TASK DIRECTIONS:
Write the data out again in full, with no departure from the original.

DATASET ROWS:
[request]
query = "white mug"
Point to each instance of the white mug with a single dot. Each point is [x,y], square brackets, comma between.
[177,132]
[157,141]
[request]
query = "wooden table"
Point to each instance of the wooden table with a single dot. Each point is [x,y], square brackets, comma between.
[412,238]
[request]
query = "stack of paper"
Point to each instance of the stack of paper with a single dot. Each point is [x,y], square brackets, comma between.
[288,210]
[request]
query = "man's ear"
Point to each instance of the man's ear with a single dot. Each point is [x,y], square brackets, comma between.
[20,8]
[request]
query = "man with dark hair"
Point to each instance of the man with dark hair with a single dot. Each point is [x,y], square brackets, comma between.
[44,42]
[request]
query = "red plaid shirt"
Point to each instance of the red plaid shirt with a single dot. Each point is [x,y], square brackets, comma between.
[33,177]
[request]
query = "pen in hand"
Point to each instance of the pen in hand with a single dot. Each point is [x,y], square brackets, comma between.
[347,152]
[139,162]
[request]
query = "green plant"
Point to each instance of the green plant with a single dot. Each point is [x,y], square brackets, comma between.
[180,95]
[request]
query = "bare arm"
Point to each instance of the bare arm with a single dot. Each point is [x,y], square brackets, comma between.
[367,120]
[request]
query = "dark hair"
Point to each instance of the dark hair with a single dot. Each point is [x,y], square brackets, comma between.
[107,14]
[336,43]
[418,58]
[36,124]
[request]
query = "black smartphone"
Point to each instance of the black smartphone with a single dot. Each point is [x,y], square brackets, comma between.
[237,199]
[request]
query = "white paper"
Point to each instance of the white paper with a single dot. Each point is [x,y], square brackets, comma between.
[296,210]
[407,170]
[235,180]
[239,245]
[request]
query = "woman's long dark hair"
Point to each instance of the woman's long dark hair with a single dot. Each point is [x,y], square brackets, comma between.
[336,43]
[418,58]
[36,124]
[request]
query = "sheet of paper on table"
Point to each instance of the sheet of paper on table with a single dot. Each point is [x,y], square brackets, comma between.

TASK OUTPUT:
[request]
query = "white mug"
Point to each instance of the white mug with a single dot. Each point is [x,y], square brackets, comma between.
[177,132]
[157,141]
[request]
query = "wooden table"
Point to each instance of the wooden table with a single dot. Each point is [x,y], square brackets, comma between.
[412,238]
[request]
query = "stack of paper"
Point to each instance of the stack of paper with a single dot. Each point is [x,y], square brackets, comma between.
[288,210]
[request]
query = "man's ear"
Point to each instance of the man's ear with a single dot. Each point is [x,y], square brackets, comma between.
[20,8]
[request]
query = "man with dark hair"
Point to each instance of the man with dark hair with a single dot. Each point is [x,y], square brackets, comma between.
[44,42]
[request]
query = "red plaid shirt"
Point to each instance of the red plaid shirt with a single dot. Each point is [x,y], square brackets, comma between.
[33,177]
[request]
query = "pen in hand"
Point to each instance of the pen in hand with a single dot. Each point is [x,y], square brackets, comma between.
[347,152]
[139,162]
[request]
query = "green plant"
Point to each instance of the green plant with a single dot. Each point is [x,y], square brackets, comma between.
[180,95]
[request]
query = "bare arm"
Point to each instance of the bare arm with a single dot. Each point is [x,y], square brackets, comma between.
[367,120]
[request]
query = "dark hair"
Point to each instance of the dark hair with a single dot. Each point is [x,y], square brackets, comma between.
[107,14]
[336,43]
[418,58]
[36,124]
[request]
query = "black smartphone"
Point to each instance of the black smartphone with a single dot. Each point is [x,y], square brackets, comma between.
[237,199]
[request]
query = "white paper"
Point to each instance of the white paper with a single dot. Each point is [x,y], square brackets, comma between.
[296,210]
[407,170]
[235,180]
[239,245]
[request]
query = "woman's long dark hair"
Point to each instance of the woman's long dark hair with a single dot. Each point is [x,y], square brackets, comma between.
[336,43]
[418,58]
[36,124]
[request]
query = "sheet of paper on table"
Point to each instance of the sheet of paper on table with a single dot. Each point is [x,y], square brackets, comma between.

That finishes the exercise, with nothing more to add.